[Pointing material]
** start **

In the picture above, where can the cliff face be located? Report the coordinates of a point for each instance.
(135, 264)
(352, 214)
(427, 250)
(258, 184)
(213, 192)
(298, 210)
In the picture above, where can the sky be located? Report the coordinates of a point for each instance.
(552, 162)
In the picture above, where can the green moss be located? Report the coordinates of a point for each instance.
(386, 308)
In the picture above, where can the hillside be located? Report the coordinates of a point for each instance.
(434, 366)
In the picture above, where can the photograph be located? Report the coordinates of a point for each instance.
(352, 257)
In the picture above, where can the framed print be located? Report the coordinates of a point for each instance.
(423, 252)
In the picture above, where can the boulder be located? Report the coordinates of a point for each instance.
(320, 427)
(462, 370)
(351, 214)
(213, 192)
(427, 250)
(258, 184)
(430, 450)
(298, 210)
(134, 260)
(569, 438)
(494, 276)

** end **

▶ **What to produce**: Copy word for word every line of the material from the one containing "In the picture above, where can the framed" through the last line, including both.

▶ **Response**:
In the picture above, where can the framed print be located? Report the coordinates of a point for each instance.
(423, 252)
In the picture above, where can the boulder be located? Report the coordinates of a point for each instance.
(320, 427)
(462, 370)
(351, 214)
(213, 192)
(427, 250)
(258, 184)
(430, 450)
(298, 210)
(134, 260)
(569, 438)
(494, 276)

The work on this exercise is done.